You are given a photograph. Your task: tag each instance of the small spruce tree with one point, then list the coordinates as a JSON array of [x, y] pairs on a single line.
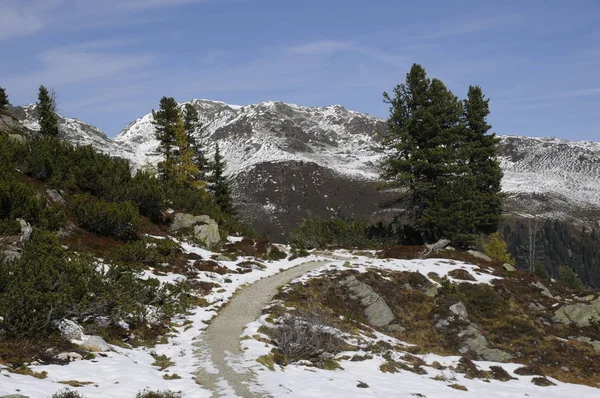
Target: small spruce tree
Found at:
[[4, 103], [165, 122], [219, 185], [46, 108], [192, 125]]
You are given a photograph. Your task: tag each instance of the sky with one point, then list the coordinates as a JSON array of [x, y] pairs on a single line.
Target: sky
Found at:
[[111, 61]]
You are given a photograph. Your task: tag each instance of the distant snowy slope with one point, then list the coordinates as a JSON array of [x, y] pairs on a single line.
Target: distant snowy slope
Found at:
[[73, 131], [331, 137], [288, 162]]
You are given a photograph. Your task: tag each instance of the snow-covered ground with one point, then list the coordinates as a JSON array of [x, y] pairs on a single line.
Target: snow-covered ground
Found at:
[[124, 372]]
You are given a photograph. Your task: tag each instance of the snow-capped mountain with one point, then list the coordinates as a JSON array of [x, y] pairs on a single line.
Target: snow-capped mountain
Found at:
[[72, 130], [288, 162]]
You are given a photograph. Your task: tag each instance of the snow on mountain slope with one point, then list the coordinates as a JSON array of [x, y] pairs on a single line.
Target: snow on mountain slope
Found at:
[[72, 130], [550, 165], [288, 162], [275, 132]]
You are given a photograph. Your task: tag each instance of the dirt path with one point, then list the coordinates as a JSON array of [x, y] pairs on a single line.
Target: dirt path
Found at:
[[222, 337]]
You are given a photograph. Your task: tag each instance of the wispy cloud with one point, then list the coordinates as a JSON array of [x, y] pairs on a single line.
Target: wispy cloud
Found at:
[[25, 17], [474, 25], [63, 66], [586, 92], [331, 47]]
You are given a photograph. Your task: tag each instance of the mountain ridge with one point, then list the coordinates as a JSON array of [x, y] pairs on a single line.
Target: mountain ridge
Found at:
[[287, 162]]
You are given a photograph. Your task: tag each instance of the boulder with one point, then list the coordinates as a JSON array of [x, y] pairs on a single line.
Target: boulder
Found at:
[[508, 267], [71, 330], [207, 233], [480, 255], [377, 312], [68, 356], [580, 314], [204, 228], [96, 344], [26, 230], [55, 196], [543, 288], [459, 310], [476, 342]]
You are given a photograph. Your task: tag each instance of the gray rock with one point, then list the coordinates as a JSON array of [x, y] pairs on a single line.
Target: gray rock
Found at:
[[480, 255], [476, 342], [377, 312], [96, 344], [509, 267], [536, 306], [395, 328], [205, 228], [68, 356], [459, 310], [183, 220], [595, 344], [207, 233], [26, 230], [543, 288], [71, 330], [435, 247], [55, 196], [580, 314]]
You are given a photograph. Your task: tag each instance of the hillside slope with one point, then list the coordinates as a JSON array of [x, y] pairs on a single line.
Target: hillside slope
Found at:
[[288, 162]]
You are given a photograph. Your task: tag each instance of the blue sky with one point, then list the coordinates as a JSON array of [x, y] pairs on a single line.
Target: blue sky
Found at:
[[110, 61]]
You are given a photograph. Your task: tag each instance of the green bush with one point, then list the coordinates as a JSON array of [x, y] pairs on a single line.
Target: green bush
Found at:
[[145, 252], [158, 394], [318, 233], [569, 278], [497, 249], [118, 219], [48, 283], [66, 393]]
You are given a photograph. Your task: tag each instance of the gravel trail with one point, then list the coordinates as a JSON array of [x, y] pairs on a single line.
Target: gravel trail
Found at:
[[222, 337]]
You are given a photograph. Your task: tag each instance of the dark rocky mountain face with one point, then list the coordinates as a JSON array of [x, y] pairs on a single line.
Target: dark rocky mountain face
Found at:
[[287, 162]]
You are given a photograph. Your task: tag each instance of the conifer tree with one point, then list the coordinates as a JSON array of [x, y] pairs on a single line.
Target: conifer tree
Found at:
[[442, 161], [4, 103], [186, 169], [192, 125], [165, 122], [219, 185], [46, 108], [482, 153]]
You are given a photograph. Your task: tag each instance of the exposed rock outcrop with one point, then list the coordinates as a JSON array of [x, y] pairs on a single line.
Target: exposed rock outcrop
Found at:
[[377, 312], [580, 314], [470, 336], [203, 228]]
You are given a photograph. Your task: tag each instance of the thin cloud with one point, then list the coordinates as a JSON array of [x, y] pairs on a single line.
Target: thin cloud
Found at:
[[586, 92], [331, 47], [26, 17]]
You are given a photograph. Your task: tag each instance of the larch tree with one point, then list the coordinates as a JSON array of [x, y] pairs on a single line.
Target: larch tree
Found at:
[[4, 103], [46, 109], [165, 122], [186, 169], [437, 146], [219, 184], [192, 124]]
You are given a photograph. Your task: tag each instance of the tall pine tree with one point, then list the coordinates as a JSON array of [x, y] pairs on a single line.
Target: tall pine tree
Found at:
====================
Given exercise: Reproduce all of the records above, swapping every occurrence of "photograph" for "image" and leaving all else unchanged. Omit the pictures.

Solution to this problem:
You are given a image. Your task: tag each instance of the small spruce tree with one point, then list the coordinates as a JSON array of [x, y] pairs on a single line.
Target: small spruce tree
Found at:
[[4, 103], [165, 122], [219, 185], [46, 108], [192, 125]]
You are given a image. Your task: tag each instance of the sky with one point, then list the coordinates as a JSON array of [x, y] pairs on a single line.
Target: sky
Found at:
[[111, 61]]
You are given a image. Your task: tag each instance of the distant snowy slope with one point, then list the coordinates as a JSON array of [x, y] pairs on a single line.
Target: distant snowy slope
Found at:
[[73, 131], [331, 137], [288, 162]]
You are given a image. Your task: tag each instance of the snow-covered ground with one point, then list the coordinates as a JSON array of [x, y] pairs on a single line.
Target: snow-covered ground
Found at:
[[124, 372]]
You are given a image. Your task: tag each instance of the snow-capped mountain with one point, then list the coordinates as a JSON array of [x, y] pairs on a single line.
Target: snow-capped mountain
Found at:
[[72, 130], [288, 162]]
You are given a image. Your task: tag each instance of the snow on mountain slope with one point, then list the coordinates as a JSON array of [x, y] pairs on a single line.
Target: snow on mountain slope
Found at:
[[72, 130], [550, 165], [288, 162], [275, 132]]
You are given a image. Your task: tag each instance of the dirt path with one point, then list the coordinates as a JSON array of [x, y] pairs on a single line.
Target: dirt path
Found at:
[[222, 337]]
You are given a image. Your task: tag each instance of the wispy cloud with one point, then list the coordinates as a JSON array of [x, y] pairs on a single line.
Target: wispy cloud
Found at:
[[25, 17], [474, 25], [63, 66], [586, 92], [331, 47]]
You are given a image. Your task: tag each instance of the mountain ridge with one point, then list the coordinates as a JSON array of [x, y] pairs on a single line.
Target: mountain ridge
Found at:
[[287, 162]]
You are given a image. Your task: tag each instance of the boulder with one point, then list the coordinates as a JSON array of [x, y] pairs on a single line.
Target: boulder
Found at:
[[508, 267], [71, 330], [207, 233], [480, 255], [377, 312], [68, 356], [580, 314], [204, 228], [96, 344], [26, 230], [55, 196], [543, 288], [459, 310], [476, 342]]
You are given a image. Your task: tag each instance of the gray rock with one point, then list the coordinates as a JSON array of [x, y] pairs on a single line.
Target: gray rock
Found at:
[[480, 255], [476, 342], [377, 312], [96, 344], [509, 267], [536, 306], [395, 328], [205, 228], [68, 356], [459, 310], [183, 220], [595, 344], [207, 233], [26, 230], [543, 288], [71, 330], [435, 247], [55, 196], [580, 314]]
You are given a image. Your task: tag each instance of the hillside slope with one point, then list the coordinates as a JSON array of [x, y] pairs on a single line.
Target: hillside slope
Found at:
[[288, 162]]
You are given a image. Your task: tag each instance of the blue sky with one point, then list the coordinates as a JSON array of [x, y] pairs on a single line.
Target: blue sky
Found at:
[[110, 61]]
You are given a image. Your task: tag each instance of the green bush with one point, then list the coordinates as a JSON array of [x, y] pairs on a single line.
Target: green bush
Found at:
[[145, 252], [158, 394], [318, 233], [569, 278], [497, 249], [118, 219], [48, 283], [66, 393]]
You are given a image. Your task: tag each instance of the gravel trail with one point, then list the coordinates as a JSON array of [x, y] pairs on a single line.
Target: gravel trail
Found at:
[[222, 337]]
You are given a image. Your task: tag each instance of the dark rocky mountain face with one point, then list the coordinates as a JSON array of [x, y] pairs on a single line.
Target: dark rocky mountain face
Found at:
[[287, 162]]
You are given a image. Your task: tag each instance of the conifer tree with one point, then list the coordinates as a JSON array of [x, y] pairs on a single line.
Target: conifer tree
Found at:
[[442, 161], [4, 103], [186, 169], [192, 125], [165, 122], [219, 185], [46, 108], [482, 153]]
You are given a image. Your task: tag each instance of the exposed rock outcrop with one point, then list the coordinates as a JSON array of [x, y] pairs on a single line.
Target: exposed rock outcrop
Found at:
[[377, 312], [580, 314], [470, 336], [203, 228]]
You are given a image. Your task: tag each instance of the thin cloud with one point, then list the coordinates as a JSON array of [x, y] pairs on a single line.
Target: thin cloud
Found at:
[[586, 92], [331, 47], [26, 17]]
You are given a image. Your task: tag each instance of the larch tree with one point, then list the coordinates as a JSON array of [x, y] pairs on a single line.
Target: larch tree
Found at:
[[4, 103], [46, 109], [165, 122], [186, 169], [437, 146], [219, 184], [192, 124]]
You are given a image. Your task: tag each instance of the tall pine tree with one point, then list the coordinates as a JSON array of [x, y] pairs on a single line.
Target: tall pine tree
Found at:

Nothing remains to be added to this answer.